# Bloque de texto
Como es fácil suponer, si aprender supone entonces un proceso de indagación, el resultado puede ser válido o erróneo. Si no llegamos a demostrar la validez de nuestras suposiciones iniciales, las reformulamos y exploramos otra ruta de investigación. De este modo, el error pasa a constituir parte inevitable del proceso y nos sirve de alerta para rectificar el camino. No hay culpa, escándalo ni sanción por no haber acertado a la primera. Ni a la segunda.
De la Torre dice que el error «es un inquilino permanente del proceso de aprendizaje, ya que tanto el conocimiento individual como el científico se adquiere por aproximaciones adaptativas». Contra lo que siempre hemos creído en el mundo escolar, no se aprende por observar, escuchar y repetir, sino por elaborar y experimentar desde nuestras ideas previas. Y como cada persona es distinta, independientemente de su edad, está siempre abierta la posibilidad de que no todos lleguen al mismo resultado y no coincidan con la expectativa de sus maestros.

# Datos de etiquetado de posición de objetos
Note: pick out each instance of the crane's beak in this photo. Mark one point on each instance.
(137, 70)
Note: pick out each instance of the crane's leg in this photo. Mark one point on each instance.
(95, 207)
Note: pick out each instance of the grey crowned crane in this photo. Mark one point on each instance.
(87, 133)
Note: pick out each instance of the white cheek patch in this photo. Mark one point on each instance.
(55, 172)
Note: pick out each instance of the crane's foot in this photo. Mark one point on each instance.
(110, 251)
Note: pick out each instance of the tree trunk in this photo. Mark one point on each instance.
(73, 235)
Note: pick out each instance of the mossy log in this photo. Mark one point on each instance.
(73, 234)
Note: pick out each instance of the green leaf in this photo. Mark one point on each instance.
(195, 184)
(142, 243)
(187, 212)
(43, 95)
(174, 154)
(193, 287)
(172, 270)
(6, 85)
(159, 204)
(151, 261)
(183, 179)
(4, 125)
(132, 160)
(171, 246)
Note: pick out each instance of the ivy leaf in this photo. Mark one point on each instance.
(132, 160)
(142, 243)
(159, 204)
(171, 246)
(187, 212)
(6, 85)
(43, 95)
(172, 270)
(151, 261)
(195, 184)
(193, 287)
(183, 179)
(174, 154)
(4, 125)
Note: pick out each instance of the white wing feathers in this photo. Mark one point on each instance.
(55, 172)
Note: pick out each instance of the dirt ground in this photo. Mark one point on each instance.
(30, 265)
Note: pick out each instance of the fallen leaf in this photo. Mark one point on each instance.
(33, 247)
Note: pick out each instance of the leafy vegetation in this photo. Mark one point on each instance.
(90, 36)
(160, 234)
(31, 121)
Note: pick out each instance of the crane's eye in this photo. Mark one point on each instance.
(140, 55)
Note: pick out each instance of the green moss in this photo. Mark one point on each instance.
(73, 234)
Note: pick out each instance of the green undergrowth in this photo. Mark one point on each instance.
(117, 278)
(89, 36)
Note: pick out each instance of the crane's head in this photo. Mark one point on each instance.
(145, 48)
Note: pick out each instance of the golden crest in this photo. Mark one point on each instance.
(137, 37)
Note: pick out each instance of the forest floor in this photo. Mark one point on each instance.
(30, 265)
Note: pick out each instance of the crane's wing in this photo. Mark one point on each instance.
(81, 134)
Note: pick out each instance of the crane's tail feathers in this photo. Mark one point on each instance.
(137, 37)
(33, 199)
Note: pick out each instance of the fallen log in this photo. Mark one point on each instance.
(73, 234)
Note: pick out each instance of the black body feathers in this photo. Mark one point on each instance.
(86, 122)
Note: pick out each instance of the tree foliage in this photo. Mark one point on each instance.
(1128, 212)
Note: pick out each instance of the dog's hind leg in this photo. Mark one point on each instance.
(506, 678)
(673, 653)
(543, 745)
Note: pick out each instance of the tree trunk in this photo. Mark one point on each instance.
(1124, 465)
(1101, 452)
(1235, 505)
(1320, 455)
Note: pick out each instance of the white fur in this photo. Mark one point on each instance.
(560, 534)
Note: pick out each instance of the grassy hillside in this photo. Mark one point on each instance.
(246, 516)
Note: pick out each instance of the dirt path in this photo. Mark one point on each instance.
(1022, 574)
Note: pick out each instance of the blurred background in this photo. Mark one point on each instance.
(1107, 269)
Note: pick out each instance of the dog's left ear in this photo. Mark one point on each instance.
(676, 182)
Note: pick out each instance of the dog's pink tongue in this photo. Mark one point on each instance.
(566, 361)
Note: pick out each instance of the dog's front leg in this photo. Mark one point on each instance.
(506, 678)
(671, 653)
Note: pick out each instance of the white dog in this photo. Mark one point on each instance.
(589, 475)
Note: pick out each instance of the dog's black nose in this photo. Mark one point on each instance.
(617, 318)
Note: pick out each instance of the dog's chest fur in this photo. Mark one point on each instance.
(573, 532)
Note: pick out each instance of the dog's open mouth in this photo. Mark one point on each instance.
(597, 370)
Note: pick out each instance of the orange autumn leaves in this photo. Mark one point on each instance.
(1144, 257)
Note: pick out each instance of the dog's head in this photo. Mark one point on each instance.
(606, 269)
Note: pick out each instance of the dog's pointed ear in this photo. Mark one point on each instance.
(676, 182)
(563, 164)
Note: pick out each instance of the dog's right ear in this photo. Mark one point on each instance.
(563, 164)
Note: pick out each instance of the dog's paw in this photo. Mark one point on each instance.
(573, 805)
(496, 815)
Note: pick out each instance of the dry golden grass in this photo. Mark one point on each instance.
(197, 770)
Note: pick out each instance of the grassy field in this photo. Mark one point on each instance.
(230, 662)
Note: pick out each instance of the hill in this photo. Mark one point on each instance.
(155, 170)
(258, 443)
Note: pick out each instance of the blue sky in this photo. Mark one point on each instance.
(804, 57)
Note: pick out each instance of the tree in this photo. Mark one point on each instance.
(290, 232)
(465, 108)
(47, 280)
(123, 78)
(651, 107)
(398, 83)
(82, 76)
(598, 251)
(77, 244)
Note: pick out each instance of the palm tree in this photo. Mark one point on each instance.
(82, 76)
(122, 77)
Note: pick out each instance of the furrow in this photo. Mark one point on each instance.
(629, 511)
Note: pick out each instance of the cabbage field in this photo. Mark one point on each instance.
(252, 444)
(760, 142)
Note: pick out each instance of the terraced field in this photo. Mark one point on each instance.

# Tareas por hacer
1. Escribe tal cual el pasaje del texto sobre el error en el aprendizaje que va desde "Como es fácil" hasta "a la segunda.".
2. Sigue escribiendo el texto sobre el error en el aprendizaje a partir de su última oración.
Estos datos provienen de otra fuente.

# Respuestas en orden
1.
Como es fácil suponer, si aprender supone entonces un proceso de indagación, el resultado puede ser válido o erróneo. Si no llegamos a demostrar la validez de nuestras suposiciones iniciales, las reformulamos y exploramos otra ruta de investigación. De este modo, el error pasa a constituir parte inevitable del proceso y nos sirve de alerta para rectificar el camino. No hay culpa, escándalo ni sanción por no haber acertado a la primera. Ni a la segunda.

2.
En otras palabras, no se aprende constatando resultados sino analizando los procesos mentales y subjetivos que condujeron a esos resultados. En esos procesos el error es siempre una posibilidad y es por eso que su análisis favorece el desarrollo del pensamiento crítico, es una fuente de aprendizaje de estrategias de pensamiento.
Si a alguien le resulta chocante y poco práctica esta manera de enfocar el aprendizaje (siempre es más fácil y más rápido centrarse en el resultado), tendría que considerar que, en toda la historia del conocimiento, el progreso siempre ha tenido directa relación con el análisis de problemas y errores. Es bastante conocida la historia de Thomas Edison y su descubrimiento del filamento que hizo posible una bombilla incandescente de larga duración. Él realizó más de mil intentos fallidos, hasta que al fin encontró el filamento que funcionaba. Pero nunca tomó sus errores como fracasos. «Lo que descubrí, dijo alguna vez con ironía, son mil formas de cómo no hacer durar una bombilla».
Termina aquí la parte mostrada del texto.